(Work instructions): In the forum thread, which two non-go-modules dependencies are still tracked in the 1.17 changelog?

(Text segment):
——————

Other than vendor/ I don't think the original post makes much sense with code like kuebadm going out of tree.

etcd is not specified in tree by anything other than cluster provisioning tooling, which we have issues open about removing from the tree.

vendor/ already has an established dependency review system, and I don't think it needs any new tooling.

what other dependencies are we talking about?

BenTheElder commented 4 years ago

I would also note that in order to maintain a tool that brings up clusters you pretty much need the freedom to update dependencies at will. We do not force all cluster tools to synchronize on some specific version of e.g. containerd today, and I would not be in favor of doing so in the future.

tpepper commented 4 years ago

I agree with @BenTheElder that users (and vendors) need the ability to override project preferred defaults, if that's what was stated ;) My primary point is we need a stronger definition of "project preferred defaults". We do have these sprinkled around the code. We do bring up clusters, intentionally with certain components and component versions, and run tests with intention of proving specific combinations. We observe and fix real bugs relative to specific external non-golang dependency name/version/release tuples.

At some point we, the collective us as a community, need to understand what we're engineering, coding and testing against, and giving "support". IMO we should do that more strongly. (Also am open to conversation around if we could also not do that and assume vendors will manage that in a sufficiently coherent way, or expect that the dependencies don't have incompatible skews.)

From the older example linked above, there was a time where we tried to track more: https://github.com/kubernetes/kubernetes/blob/master/CHANGELOG-1.15.md#dependencies

Since then the list of non-go-modules dependencies which are tracked is down to golang and etcd: https://github.com/kubernetes/kubernetes/blob/master/CHANGELOG/CHANGELOG-1.17.md#dependencies If I were to read the difference between that 1.15 and 1.17 list, might I infer that Kubernetes 1.17 and higher now run fine with any cri-tools, cluster autoscaler, cadvisor, CNI, CSI, klog, etc. I'd love for the ecosystem of projects to be stable enough that we don't need to actively track in detail. Yet patches to some of those dependencies' version-in-use are frequently proposed for cherry-pick on release branches, which I take as evidence we do seem to track.

Another point that changelog shows is that we don't have a canonical source of truth. The user-focused message there is coming from the long series of commits and gives the sum of those (in arbitrary order?):

Update etcd client side to v3.4.3 (#83987, @wenjiaswe)
Kubernetes now requires go1.13.4+ to build (#82809, @liggitt)
Update to use go1.12.12 (#84064, @cblecker)
Update to go 1.12.10 (#83139, @cblecker)
Update default etcd server version to 3.4.3 (#84329, @jingyih)

——————

(Dataset records):
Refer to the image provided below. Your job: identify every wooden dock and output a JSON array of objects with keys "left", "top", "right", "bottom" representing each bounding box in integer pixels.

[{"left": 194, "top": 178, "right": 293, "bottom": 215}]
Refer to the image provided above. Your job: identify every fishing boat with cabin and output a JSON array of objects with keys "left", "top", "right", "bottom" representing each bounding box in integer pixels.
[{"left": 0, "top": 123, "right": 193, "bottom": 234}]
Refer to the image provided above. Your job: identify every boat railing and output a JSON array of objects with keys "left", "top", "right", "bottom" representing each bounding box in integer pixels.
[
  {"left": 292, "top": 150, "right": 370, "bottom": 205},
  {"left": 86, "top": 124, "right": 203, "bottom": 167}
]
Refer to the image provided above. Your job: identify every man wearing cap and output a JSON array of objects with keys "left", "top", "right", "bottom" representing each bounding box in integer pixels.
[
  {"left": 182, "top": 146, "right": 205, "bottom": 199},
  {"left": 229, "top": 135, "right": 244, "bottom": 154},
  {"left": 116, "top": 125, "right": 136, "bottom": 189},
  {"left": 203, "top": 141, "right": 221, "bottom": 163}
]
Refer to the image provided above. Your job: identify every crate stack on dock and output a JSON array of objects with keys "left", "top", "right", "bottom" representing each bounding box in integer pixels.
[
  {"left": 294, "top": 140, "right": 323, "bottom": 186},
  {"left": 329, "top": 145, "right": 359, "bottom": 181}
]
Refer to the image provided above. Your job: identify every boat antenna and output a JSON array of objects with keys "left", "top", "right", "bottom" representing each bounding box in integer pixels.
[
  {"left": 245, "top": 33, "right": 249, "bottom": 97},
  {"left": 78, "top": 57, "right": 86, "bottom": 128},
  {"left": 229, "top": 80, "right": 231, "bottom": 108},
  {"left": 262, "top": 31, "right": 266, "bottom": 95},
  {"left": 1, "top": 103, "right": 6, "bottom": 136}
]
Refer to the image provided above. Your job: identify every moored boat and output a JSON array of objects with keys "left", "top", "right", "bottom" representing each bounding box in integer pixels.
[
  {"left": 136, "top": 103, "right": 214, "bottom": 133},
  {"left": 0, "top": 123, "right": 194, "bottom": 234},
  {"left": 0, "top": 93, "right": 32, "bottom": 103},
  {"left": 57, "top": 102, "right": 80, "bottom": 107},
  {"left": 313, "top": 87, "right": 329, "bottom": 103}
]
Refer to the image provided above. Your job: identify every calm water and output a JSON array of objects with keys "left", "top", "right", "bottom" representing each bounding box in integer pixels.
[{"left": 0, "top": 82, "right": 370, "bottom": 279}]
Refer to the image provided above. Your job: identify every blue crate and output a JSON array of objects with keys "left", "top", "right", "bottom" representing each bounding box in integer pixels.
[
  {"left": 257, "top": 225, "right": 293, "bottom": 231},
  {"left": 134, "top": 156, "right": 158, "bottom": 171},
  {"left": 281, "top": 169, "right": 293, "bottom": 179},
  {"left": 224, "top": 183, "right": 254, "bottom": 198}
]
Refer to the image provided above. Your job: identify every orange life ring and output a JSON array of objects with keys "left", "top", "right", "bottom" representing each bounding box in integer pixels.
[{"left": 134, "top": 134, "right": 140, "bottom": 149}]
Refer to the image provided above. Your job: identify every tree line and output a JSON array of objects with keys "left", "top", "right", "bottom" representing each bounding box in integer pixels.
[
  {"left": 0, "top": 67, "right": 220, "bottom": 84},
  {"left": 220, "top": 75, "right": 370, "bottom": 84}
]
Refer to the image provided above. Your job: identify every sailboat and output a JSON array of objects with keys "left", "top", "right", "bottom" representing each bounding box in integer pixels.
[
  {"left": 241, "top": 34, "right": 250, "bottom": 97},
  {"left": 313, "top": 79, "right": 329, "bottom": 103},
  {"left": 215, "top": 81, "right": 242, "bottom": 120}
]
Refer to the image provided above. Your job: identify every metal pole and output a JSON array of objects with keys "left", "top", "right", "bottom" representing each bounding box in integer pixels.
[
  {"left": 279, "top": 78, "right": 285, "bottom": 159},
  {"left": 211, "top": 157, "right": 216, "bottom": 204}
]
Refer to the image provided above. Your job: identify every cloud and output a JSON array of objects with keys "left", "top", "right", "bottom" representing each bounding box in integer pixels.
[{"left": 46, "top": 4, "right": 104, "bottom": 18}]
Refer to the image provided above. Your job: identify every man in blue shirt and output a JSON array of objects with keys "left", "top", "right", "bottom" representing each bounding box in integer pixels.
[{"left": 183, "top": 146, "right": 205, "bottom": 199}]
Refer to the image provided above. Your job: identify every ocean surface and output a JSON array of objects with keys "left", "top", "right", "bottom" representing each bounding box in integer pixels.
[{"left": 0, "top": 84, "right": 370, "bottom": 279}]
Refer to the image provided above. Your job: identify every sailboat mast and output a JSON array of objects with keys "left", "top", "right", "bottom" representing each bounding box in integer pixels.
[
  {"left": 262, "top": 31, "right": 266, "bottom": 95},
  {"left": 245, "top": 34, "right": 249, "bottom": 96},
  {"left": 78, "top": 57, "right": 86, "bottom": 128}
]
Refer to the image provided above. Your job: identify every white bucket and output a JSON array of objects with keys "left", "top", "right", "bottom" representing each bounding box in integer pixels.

——————

(Finished exercise): Golang and etcd.